◆ TASK DETAILS
Write out exactly the lines running from the one with "Exercise. Spot the shrub" to the last line of the entries, keeping both the first and the last.

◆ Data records
□ □ □ □ □ □ □

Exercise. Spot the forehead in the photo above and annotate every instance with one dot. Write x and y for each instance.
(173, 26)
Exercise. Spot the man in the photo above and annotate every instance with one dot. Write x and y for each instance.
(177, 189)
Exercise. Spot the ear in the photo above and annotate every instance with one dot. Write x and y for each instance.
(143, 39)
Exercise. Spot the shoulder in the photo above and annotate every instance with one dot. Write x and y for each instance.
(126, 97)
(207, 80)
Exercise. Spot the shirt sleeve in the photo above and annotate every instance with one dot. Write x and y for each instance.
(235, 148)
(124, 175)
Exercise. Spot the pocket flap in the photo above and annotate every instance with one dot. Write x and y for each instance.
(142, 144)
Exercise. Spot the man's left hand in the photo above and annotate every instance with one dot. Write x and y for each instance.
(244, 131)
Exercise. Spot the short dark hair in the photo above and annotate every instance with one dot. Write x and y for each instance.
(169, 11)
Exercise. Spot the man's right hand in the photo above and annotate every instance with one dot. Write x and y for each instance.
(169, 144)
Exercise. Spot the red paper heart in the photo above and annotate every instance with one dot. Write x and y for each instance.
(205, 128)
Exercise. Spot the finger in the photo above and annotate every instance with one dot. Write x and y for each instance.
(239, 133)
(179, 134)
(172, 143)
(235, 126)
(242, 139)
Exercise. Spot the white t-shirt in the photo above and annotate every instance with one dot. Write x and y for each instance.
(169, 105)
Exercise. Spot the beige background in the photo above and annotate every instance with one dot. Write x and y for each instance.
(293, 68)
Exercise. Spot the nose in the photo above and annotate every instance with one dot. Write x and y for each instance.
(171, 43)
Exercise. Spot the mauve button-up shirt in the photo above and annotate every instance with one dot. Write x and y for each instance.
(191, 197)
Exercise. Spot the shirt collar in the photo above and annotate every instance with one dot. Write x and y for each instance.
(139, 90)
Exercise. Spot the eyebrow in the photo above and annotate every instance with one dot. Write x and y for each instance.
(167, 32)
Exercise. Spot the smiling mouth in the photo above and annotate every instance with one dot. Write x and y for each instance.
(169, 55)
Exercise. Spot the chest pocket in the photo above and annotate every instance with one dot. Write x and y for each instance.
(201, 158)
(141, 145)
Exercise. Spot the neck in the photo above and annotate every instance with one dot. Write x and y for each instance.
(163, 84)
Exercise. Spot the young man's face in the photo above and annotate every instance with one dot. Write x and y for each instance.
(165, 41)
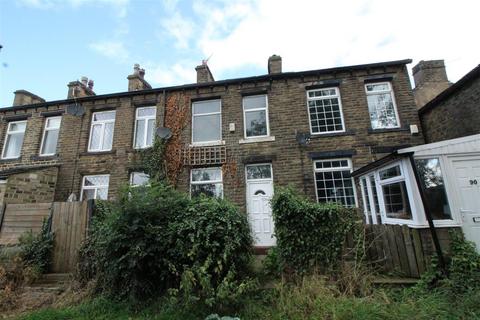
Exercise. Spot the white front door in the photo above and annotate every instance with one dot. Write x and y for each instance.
(467, 180)
(259, 194)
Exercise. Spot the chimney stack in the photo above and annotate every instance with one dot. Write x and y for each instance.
(24, 97)
(274, 64)
(203, 73)
(79, 89)
(136, 80)
(430, 79)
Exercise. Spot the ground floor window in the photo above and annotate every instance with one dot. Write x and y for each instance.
(333, 181)
(95, 187)
(431, 179)
(206, 181)
(139, 179)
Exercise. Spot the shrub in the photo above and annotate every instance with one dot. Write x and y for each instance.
(36, 249)
(309, 235)
(156, 238)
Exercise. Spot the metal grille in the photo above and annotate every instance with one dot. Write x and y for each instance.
(193, 156)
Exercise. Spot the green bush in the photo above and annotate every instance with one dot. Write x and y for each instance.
(36, 249)
(156, 238)
(309, 235)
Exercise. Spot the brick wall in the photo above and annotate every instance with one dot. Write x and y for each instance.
(31, 187)
(288, 115)
(456, 116)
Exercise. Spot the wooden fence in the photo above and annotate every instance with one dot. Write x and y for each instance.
(400, 249)
(69, 224)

□ □ □ □ □ □ □

◆ SOLUTION BELOW
Exercise. Spot the shrub in the photo above and annotate every instance with one dot. Write x and y for each instance.
(36, 249)
(309, 235)
(156, 238)
Exercise. Spot the metal grille in the photo above and annotate every instance with one dot. Write x and y for each instance.
(193, 156)
Exercise. Spot the green bush in the photo above and annotate every instance with one dot. Write x and y for each instance.
(36, 249)
(156, 238)
(309, 235)
Exercise. Spot the brick wall in the photo above and annotate every instance with one dot. Write x and y for each instance.
(31, 187)
(288, 115)
(456, 116)
Exercise. Spot the wooden fence in the photo above and annotate every instance with one dot. Write x and y for each instance.
(400, 249)
(69, 224)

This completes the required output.